**Exercise objective**
Rewrite the rows below as a single numbered list, dropping any blank lines.

**Supplied material**

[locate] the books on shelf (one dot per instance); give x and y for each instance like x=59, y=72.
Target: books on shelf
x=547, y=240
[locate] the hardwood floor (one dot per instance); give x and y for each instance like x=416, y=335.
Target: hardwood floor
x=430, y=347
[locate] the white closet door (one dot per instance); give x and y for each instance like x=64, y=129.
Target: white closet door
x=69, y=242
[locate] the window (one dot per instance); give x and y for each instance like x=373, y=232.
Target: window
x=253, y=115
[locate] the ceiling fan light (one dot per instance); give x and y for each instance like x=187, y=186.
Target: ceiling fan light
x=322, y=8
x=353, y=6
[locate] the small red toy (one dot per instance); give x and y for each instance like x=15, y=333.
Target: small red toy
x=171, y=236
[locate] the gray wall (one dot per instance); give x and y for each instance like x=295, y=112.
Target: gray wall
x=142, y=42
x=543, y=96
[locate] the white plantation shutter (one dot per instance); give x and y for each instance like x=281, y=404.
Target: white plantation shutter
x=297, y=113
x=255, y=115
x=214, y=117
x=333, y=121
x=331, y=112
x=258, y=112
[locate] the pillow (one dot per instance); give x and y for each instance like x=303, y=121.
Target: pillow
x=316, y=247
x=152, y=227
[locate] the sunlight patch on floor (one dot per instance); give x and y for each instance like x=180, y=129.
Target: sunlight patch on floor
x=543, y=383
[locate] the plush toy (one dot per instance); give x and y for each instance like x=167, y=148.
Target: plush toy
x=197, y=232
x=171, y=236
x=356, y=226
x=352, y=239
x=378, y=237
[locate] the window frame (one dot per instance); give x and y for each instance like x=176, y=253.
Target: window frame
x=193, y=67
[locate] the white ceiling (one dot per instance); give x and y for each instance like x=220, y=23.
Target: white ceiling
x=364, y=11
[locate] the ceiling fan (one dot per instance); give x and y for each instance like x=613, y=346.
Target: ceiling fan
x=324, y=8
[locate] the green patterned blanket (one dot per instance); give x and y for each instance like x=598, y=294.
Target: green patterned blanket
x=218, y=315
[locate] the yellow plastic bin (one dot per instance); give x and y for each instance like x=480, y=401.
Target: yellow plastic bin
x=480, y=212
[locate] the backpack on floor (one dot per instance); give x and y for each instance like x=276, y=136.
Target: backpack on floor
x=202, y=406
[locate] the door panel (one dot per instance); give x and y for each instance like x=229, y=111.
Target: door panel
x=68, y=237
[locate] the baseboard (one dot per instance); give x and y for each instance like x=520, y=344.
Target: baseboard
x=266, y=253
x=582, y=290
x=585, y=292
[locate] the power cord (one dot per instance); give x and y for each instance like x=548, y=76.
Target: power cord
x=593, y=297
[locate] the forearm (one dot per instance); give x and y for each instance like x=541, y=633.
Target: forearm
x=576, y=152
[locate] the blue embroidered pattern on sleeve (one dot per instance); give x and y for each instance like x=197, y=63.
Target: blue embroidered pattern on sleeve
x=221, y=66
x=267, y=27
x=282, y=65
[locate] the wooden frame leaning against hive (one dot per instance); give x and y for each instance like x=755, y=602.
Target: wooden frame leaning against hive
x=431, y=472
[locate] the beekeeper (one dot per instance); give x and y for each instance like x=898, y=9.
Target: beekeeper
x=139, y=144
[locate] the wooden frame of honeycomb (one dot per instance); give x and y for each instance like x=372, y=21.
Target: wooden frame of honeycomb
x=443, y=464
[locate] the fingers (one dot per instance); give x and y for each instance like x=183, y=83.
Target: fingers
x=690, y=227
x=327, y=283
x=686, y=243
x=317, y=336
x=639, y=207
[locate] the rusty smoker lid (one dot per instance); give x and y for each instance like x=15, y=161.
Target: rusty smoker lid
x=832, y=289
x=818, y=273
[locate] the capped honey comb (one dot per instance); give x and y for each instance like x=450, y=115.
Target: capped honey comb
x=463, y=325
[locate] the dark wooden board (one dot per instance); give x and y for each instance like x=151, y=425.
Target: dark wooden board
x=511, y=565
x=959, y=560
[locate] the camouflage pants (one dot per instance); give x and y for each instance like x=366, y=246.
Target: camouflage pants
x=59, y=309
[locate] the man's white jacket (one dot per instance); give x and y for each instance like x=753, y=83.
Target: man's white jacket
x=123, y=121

**Task output**
1. [locate] the books on shelf (one dot per instance); give x and y for each instance like x=59, y=72.
2. Target: books on shelf
3. x=547, y=240
4. [locate] the hardwood floor (one dot per instance); give x and y for each instance like x=416, y=335.
5. Target: hardwood floor
6. x=430, y=347
7. [locate] the white closet door (one dot per instance); give x and y for each instance like x=64, y=129.
8. Target: white closet door
9. x=69, y=242
10. [locate] the window (one dot per instance); give x and y for each instance like x=373, y=232.
11. Target: window
12. x=253, y=115
13. [locate] the ceiling fan light (one dot per instance); give x and y for each instance like x=187, y=186.
14. Target: ceiling fan light
15. x=322, y=8
16. x=353, y=6
17. [locate] the small red toy (one dot per instance); give x and y for each instance like x=15, y=333.
18. Target: small red toy
19. x=171, y=236
20. [locate] the gray wall (one dot per instance); give x and y for each instance like x=295, y=112.
21. Target: gray wall
22. x=142, y=42
23. x=543, y=96
24. [locate] the white plantation shutter (one dot per instance); give x and y for each instance like x=281, y=404.
25. Target: white plantation shutter
26. x=297, y=113
27. x=255, y=115
28. x=214, y=117
29. x=333, y=121
30. x=331, y=112
31. x=258, y=112
32. [locate] the pillow (one dot per instance); give x and y for each instance like x=303, y=121.
33. Target: pillow
34. x=316, y=247
35. x=152, y=227
36. [locate] the sunlight patch on floor (one dot per instance); give x and y for each instance like x=180, y=129.
37. Target: sunlight patch on floor
38. x=543, y=383
39. [locate] the plush toy (one dot per instance); give x and y for each instance like x=167, y=148.
40. Target: plush toy
41. x=197, y=232
42. x=171, y=236
43. x=356, y=226
44. x=352, y=239
45. x=378, y=237
46. [locate] the window frame (one dot per instance); give x and y for each instance like x=176, y=253.
47. Target: window frame
48. x=193, y=67
49. [locate] the white ceiling (one dot per instance); give x and y for each instance like x=220, y=23.
50. Target: white ceiling
51. x=364, y=11
52. [locate] the ceiling fan (one dot per instance); give x and y for each instance like x=613, y=346.
53. Target: ceiling fan
54. x=324, y=8
55. [locate] the green patterned blanket (one dot per instance); give x and y for each instance like x=598, y=294.
56. Target: green patterned blanket
57. x=218, y=315
58. [locate] the yellow plastic bin (one dot per instance); give x and y for each instance like x=480, y=401.
59. Target: yellow plastic bin
60. x=480, y=212
61. [locate] the backpack on floor (one dot per instance); give x and y for each instance like x=276, y=136.
62. Target: backpack on floor
63. x=202, y=406
64. [locate] the door panel (one dot per instance); give x and y for each instance like x=229, y=111.
65. Target: door panel
66. x=68, y=237
67. [locate] the baseboard (one dot per instance); give x and y for each instance like x=520, y=344.
68. Target: baseboard
69. x=266, y=253
70. x=582, y=290
71. x=585, y=292
72. [locate] the power cord (one dot per instance); give x and y for each instance like x=548, y=76.
73. Target: power cord
74. x=593, y=297
75. [locate] the forearm (one dot per instance); give x and y for each instance like x=541, y=633.
76. Target: forearm
77. x=576, y=152
78. [locate] the blue embroidered pattern on sleeve (one dot per instance); give x and y for each instance like x=197, y=63.
79. Target: blue embroidered pattern on sleeve
80. x=221, y=66
81. x=267, y=27
82. x=282, y=65
83. [locate] the wooden frame leaning against hive (one dot per instance); give x and y for each instance like x=755, y=602.
84. Target: wooden frame leaning against hive
85. x=431, y=472
86. [locate] the beekeeper (one dot per instance); give x and y for each instance like x=898, y=9.
87. Target: beekeeper
88. x=139, y=144
89. [locate] the wooden frame of honeycomb (one dot per instance); give x and y for each instance like x=372, y=21.
90. Target: wooden frame of honeycomb
91. x=443, y=464
92. [locate] the fingers (one dot per instance); give x and y for each instance like x=183, y=83.
93. Target: fingers
94. x=690, y=227
95. x=327, y=283
96. x=686, y=243
97. x=317, y=336
98. x=639, y=207
99. [locate] the rusty smoker lid (one dot per instance); give x and y for each instance like x=15, y=161.
100. Target: rusty smoker lid
101. x=832, y=289
102. x=818, y=273
103. [locate] the capped honey comb (one dot per instance); give x and y for each instance like x=450, y=115.
104. Target: capped honey comb
105. x=463, y=325
106. [locate] the dark wooden board (one dot per instance); give x and y for each instance like x=151, y=425.
107. Target: dark wooden board
108. x=511, y=565
109. x=959, y=560
110. [locate] the camouflage pants (one dot per instance); give x and y for each instance like x=366, y=246.
111. Target: camouflage pants
112. x=59, y=309
113. [locate] the man's white jacket (one dot per instance); give x and y for each instance like x=753, y=83.
114. Target: man's white jacket
115. x=123, y=121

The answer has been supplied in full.